Every line of the data that contains the string "bounding" must be copied.

(Saved data entries)
----

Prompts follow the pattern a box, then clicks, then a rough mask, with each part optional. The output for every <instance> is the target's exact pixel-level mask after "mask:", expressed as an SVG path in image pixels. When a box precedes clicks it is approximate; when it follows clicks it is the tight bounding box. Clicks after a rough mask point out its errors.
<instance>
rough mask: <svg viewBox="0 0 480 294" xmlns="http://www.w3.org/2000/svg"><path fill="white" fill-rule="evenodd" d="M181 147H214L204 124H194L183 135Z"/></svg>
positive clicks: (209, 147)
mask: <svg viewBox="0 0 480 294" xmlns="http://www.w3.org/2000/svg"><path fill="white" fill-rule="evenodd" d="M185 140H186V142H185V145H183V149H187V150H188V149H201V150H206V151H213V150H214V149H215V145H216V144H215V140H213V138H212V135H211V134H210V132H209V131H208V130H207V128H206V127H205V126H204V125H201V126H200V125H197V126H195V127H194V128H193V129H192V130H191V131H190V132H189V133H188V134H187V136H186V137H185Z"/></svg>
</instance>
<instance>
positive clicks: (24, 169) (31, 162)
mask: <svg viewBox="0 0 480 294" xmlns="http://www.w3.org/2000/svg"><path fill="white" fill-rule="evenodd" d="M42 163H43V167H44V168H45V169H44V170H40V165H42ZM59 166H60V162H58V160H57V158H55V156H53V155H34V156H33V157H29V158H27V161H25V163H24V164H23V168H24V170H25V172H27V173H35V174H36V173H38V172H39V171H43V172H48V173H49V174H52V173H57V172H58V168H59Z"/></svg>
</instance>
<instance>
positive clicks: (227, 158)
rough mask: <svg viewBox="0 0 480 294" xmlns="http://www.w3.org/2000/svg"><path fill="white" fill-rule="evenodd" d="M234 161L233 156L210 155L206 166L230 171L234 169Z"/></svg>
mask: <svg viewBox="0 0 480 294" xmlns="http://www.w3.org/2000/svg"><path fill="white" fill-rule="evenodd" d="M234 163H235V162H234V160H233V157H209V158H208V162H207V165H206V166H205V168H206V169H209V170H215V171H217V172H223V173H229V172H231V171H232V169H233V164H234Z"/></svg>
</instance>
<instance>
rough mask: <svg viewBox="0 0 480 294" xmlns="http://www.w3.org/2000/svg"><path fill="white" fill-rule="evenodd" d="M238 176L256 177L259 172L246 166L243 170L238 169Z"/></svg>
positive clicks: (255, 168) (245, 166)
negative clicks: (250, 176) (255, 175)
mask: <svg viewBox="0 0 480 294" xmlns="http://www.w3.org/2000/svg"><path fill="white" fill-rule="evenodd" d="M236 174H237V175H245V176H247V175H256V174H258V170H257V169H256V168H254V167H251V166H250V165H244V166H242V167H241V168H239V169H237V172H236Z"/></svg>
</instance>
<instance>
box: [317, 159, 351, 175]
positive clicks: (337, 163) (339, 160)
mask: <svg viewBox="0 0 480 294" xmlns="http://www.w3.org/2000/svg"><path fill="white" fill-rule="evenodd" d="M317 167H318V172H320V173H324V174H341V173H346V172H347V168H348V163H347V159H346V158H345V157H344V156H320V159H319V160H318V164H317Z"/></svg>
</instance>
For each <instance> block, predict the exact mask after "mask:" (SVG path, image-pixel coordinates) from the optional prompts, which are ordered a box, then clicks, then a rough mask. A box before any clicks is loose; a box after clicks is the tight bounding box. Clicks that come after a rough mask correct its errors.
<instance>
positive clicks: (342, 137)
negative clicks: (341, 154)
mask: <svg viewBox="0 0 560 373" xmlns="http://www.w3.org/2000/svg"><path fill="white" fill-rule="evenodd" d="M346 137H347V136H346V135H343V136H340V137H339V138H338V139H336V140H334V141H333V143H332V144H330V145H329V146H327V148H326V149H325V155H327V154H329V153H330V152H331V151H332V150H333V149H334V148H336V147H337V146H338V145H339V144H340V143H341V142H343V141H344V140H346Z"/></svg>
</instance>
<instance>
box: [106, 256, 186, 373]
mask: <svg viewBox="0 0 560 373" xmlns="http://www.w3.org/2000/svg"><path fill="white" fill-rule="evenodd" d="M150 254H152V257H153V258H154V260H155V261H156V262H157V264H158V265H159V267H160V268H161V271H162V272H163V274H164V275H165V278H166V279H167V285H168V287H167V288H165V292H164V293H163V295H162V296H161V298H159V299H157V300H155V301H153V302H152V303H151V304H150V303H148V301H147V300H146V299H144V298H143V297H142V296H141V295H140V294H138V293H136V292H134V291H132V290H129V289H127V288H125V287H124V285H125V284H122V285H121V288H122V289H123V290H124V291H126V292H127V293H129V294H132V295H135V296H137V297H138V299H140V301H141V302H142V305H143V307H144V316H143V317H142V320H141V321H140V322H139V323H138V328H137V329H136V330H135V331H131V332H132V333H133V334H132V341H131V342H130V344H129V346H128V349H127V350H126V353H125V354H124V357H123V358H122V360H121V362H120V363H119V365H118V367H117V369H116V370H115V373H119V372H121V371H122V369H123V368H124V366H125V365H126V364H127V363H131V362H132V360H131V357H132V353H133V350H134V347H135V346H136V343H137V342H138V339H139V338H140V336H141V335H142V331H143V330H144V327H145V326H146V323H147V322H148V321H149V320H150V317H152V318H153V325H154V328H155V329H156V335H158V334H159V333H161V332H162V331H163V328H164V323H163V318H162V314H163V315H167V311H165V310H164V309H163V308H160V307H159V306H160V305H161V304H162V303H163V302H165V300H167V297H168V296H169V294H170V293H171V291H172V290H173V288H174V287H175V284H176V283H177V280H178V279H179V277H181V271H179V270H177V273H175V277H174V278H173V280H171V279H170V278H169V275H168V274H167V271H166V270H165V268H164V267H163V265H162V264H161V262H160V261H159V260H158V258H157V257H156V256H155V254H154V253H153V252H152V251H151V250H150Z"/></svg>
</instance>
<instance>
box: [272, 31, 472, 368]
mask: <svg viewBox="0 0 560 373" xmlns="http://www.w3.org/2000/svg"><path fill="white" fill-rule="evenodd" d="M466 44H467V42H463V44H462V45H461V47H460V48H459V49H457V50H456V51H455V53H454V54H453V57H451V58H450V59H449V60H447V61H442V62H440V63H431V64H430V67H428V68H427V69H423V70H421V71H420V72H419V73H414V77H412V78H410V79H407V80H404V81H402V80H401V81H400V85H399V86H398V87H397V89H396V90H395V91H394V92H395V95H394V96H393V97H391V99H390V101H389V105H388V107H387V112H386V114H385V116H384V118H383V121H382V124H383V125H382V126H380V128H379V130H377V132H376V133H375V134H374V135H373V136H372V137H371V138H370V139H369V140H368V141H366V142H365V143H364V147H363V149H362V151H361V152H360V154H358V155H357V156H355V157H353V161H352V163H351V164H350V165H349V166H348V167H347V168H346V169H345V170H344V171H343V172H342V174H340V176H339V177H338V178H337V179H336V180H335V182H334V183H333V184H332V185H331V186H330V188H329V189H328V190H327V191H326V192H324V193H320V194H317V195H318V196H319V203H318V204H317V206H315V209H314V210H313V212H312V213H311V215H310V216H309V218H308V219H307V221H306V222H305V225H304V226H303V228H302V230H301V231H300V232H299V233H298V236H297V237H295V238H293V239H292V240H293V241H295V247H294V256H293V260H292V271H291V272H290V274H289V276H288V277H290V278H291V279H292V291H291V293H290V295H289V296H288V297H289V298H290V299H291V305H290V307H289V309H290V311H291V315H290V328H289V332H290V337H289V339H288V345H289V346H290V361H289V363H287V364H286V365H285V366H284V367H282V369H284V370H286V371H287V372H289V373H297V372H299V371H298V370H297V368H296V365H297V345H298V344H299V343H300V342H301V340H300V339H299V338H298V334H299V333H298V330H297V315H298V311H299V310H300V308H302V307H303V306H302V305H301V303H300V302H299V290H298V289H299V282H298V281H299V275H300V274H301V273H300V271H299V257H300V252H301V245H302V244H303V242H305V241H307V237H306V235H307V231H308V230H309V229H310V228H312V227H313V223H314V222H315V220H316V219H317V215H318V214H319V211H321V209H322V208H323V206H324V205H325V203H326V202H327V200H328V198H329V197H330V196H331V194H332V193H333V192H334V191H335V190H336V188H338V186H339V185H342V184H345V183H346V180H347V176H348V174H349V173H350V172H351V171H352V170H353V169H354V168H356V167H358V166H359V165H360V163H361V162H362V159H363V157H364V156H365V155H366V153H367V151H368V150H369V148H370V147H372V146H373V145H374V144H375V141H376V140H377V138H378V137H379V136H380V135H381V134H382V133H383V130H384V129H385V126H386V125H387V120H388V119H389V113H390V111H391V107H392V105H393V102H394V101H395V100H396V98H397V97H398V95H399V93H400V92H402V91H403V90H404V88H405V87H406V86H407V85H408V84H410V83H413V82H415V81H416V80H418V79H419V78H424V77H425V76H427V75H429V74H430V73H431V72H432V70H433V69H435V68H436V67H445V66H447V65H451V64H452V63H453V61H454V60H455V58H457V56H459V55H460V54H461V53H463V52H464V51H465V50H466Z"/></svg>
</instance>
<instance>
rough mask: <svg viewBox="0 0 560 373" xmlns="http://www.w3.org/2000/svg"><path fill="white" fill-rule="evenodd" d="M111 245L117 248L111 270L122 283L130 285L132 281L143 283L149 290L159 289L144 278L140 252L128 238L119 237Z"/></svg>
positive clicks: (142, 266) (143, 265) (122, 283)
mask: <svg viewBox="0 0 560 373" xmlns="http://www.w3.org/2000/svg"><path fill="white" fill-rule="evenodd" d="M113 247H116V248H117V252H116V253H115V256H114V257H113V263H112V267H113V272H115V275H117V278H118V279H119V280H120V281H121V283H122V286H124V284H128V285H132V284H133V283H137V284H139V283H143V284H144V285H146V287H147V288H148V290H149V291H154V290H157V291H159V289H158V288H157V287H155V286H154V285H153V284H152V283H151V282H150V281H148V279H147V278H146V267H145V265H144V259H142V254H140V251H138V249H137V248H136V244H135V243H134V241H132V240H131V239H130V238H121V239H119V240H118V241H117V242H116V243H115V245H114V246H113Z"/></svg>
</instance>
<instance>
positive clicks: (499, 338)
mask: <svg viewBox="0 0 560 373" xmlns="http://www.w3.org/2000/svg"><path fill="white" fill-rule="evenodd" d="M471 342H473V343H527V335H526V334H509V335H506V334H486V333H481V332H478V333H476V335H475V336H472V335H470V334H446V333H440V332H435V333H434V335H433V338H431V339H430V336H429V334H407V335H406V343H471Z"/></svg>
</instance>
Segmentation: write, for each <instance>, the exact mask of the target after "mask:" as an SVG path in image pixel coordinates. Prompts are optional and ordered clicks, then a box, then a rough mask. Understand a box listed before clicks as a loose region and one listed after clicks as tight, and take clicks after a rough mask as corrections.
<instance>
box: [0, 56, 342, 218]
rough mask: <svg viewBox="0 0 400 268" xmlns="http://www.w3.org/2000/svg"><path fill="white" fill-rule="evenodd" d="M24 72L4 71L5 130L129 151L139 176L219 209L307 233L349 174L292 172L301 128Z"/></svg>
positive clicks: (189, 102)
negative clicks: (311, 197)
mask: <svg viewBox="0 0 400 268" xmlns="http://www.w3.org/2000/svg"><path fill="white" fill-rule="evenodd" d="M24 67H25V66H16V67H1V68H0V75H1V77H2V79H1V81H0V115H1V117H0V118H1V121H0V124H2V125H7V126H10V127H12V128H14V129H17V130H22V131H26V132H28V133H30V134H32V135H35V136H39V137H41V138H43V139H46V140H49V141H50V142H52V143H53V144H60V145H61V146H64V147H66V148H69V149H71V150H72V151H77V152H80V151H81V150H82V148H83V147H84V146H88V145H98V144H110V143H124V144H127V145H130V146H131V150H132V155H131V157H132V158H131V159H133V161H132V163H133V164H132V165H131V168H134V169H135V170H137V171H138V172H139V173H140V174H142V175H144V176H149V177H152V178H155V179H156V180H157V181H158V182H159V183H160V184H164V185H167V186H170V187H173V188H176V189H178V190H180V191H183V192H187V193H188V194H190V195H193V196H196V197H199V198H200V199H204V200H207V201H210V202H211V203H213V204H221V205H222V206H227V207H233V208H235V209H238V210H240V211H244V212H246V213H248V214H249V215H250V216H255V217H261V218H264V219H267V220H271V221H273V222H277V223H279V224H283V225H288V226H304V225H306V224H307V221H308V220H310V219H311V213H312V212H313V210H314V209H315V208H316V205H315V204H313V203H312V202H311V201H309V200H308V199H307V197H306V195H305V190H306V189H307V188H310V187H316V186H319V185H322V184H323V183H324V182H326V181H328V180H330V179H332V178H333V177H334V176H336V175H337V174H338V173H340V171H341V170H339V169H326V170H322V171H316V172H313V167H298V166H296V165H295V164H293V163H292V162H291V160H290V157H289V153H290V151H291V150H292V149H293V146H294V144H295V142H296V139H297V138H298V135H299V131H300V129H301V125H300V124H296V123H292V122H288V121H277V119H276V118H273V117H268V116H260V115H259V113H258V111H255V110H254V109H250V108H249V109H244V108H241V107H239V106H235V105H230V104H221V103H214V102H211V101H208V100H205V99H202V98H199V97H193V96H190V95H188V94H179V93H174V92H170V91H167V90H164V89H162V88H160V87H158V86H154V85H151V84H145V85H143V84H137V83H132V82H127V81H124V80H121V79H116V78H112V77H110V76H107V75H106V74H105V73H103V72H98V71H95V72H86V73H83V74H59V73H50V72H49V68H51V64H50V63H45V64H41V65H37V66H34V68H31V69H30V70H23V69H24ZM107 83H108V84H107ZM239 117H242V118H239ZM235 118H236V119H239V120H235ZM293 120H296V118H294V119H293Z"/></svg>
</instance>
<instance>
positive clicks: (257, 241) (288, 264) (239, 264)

----

- [Result for this exercise]
Prompts follow the pattern a box, then clicks, then a rough mask, with each part optional. The output for every <instance> is the target's exact pixel-level mask after "mask:", expressed as an SVG path in image pixels. When a box precedes clicks it is approximate; when it follows clicks it is the tight bounding box. Clicks after a rough mask point out its errors.
For each <instance> block, predict the exact mask after "mask:" (SVG path, image-pixel coordinates) from the optional prompts, which are ordered a box, then clicks, then a rough mask. A box before any clicks is loose; a box after clicks is the tight bounding box. Clicks that come after a rough mask correct its errors.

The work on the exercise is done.